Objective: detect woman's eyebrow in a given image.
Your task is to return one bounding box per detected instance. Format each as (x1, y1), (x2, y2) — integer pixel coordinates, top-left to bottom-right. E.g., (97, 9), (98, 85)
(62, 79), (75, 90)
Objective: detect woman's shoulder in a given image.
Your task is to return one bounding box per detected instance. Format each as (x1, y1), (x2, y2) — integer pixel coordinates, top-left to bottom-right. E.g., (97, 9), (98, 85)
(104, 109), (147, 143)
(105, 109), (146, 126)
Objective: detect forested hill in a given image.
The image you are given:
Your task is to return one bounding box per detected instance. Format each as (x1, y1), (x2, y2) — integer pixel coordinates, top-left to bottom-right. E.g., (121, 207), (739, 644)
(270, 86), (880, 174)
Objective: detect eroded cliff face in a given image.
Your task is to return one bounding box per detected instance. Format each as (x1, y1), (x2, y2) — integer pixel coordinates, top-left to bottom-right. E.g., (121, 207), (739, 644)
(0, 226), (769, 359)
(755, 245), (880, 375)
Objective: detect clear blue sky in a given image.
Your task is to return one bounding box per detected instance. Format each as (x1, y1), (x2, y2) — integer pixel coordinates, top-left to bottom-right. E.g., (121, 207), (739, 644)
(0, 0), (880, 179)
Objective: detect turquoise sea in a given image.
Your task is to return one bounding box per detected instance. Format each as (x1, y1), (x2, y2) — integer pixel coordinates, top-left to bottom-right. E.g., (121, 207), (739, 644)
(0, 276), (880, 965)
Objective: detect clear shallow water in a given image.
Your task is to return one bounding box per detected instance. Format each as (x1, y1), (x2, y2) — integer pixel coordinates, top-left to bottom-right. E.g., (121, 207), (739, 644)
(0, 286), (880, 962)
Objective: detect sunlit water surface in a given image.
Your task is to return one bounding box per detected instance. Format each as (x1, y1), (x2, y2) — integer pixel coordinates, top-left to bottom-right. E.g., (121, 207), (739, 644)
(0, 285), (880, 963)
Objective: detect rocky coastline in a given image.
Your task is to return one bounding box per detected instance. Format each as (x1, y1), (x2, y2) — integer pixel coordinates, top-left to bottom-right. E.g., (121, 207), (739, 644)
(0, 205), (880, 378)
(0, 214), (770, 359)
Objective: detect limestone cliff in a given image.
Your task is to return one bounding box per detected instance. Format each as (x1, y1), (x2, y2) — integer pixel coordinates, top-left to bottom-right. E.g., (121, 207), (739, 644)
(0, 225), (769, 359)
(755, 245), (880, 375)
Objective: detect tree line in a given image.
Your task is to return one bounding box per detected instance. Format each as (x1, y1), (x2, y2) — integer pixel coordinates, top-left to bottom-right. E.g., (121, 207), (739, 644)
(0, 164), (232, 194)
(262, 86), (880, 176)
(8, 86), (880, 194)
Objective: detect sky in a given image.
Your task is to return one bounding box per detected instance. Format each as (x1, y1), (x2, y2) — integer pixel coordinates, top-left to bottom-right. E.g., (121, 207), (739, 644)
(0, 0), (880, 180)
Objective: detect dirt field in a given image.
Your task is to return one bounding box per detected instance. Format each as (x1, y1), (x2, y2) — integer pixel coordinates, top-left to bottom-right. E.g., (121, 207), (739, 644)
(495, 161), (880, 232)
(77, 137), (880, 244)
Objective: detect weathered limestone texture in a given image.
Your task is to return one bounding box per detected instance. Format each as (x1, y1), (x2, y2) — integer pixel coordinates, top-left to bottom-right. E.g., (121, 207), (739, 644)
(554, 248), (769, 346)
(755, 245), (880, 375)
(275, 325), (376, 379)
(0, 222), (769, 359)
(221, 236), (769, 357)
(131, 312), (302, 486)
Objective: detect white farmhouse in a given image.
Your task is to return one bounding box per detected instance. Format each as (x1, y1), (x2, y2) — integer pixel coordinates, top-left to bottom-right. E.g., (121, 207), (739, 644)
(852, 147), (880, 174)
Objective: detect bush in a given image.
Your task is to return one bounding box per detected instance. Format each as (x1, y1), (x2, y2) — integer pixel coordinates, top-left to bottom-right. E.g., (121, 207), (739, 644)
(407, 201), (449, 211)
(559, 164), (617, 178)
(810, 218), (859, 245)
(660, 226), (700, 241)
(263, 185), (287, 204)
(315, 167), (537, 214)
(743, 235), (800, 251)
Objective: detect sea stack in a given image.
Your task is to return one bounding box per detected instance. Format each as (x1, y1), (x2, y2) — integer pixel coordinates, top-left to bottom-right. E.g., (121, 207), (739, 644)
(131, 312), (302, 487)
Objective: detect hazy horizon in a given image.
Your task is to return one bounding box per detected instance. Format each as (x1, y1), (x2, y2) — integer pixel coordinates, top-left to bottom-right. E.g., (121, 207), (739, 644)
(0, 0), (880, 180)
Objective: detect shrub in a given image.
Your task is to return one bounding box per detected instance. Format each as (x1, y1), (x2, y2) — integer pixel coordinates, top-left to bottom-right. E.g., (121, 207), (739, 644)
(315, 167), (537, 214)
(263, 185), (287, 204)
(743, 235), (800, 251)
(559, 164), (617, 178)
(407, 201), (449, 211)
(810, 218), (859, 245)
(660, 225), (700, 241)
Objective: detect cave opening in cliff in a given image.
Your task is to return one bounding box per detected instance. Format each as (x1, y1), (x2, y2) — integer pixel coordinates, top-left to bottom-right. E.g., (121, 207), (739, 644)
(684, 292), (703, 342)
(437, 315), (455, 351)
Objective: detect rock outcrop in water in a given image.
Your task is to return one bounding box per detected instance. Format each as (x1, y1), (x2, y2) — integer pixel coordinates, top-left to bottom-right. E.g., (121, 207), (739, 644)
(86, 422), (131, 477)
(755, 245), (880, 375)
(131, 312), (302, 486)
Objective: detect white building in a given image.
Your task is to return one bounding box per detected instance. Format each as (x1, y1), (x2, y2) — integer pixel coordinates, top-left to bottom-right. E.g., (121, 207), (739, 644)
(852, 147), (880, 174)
━━━
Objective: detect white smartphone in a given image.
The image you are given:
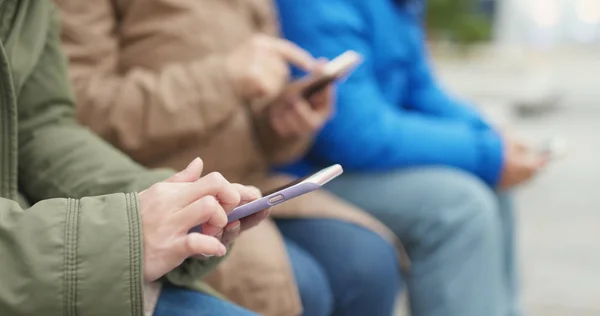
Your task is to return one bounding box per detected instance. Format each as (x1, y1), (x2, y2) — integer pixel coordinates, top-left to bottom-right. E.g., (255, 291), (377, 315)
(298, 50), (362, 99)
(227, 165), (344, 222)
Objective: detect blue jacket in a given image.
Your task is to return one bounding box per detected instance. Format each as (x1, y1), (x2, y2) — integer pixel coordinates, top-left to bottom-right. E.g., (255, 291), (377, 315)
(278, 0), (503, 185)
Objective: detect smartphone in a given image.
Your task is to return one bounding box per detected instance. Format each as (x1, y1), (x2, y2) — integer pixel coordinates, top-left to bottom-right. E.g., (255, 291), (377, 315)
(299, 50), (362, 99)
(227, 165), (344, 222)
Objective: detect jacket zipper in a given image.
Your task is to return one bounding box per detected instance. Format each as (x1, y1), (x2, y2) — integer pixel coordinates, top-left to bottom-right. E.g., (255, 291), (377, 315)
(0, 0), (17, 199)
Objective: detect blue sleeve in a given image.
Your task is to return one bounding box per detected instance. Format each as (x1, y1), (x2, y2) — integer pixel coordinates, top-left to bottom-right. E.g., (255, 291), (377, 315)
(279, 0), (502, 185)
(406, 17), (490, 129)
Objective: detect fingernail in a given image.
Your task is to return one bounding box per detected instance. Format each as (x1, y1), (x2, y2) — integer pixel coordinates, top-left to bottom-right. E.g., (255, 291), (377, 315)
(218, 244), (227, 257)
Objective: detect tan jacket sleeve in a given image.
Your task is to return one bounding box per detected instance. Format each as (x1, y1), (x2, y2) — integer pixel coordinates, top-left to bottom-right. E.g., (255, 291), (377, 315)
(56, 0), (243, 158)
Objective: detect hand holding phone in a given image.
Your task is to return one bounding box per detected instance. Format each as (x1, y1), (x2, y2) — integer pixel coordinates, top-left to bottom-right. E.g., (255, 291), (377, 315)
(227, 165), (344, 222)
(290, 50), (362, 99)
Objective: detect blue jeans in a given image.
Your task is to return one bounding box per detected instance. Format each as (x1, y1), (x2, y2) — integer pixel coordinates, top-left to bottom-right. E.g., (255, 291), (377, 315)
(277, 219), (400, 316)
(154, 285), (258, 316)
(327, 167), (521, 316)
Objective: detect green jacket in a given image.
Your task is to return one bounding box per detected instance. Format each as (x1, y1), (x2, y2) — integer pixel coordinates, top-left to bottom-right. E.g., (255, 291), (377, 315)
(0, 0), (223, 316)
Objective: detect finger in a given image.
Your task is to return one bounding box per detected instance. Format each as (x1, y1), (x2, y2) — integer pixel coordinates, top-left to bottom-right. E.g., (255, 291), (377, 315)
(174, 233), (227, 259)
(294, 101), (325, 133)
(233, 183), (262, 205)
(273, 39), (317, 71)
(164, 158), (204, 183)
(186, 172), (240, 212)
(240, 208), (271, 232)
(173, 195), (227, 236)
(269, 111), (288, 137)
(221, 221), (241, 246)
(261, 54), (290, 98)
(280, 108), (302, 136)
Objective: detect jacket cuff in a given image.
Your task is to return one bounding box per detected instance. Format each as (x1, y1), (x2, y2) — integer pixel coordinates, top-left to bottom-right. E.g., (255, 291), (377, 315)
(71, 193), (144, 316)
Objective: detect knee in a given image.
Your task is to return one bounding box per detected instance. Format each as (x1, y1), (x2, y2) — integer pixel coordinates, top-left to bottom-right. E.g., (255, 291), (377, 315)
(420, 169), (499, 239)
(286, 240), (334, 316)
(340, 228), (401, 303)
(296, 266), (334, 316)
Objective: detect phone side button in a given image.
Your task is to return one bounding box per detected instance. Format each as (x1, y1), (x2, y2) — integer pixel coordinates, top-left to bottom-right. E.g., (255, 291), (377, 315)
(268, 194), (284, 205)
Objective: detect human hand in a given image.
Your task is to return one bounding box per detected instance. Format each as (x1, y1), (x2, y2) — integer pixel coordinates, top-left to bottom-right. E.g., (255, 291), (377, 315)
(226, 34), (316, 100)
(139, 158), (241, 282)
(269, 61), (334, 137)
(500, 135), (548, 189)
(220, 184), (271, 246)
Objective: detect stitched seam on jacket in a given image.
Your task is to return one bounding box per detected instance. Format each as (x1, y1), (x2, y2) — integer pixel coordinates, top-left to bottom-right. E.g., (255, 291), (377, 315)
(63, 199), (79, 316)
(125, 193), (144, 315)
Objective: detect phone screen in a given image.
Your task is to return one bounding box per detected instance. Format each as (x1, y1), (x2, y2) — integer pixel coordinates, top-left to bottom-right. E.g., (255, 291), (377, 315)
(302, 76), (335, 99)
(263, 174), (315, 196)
━━━
* **DIRECTIONS FOR THIS TASK**
Reproduce word for word the part of the records above that opens with the line containing "Objective: detect rocky" and closes with the line containing "(8, 86), (880, 194)", including both of those lines.

* **OUTPUT OF THE TASK**
Objective: detect rocky coastline in a given image.
Your task is to return one bounding box per detected instance. Format each as (x1, y1), (x2, y2) — integer pixel coordinates, top-left to bottom-right. E.g., (121, 207), (739, 644)
(0, 205), (880, 378)
(0, 214), (770, 359)
Objective: detect limestone cliff in a given image.
Your task is to return one bounding box per detected instance. Format each as (x1, y1), (x2, y2) — integer pixel coordinates, top-left to bottom-right. E.g., (121, 207), (739, 644)
(0, 225), (769, 359)
(755, 245), (880, 375)
Objective: detect tree line in a given image.
Your task is to return one bounding box per detected instance. Format each as (x1, y1), (x2, y2) — integer pixel coordinates, top-left to bottom-right. E.g., (121, 207), (739, 644)
(0, 164), (232, 194)
(262, 86), (880, 176)
(8, 86), (880, 194)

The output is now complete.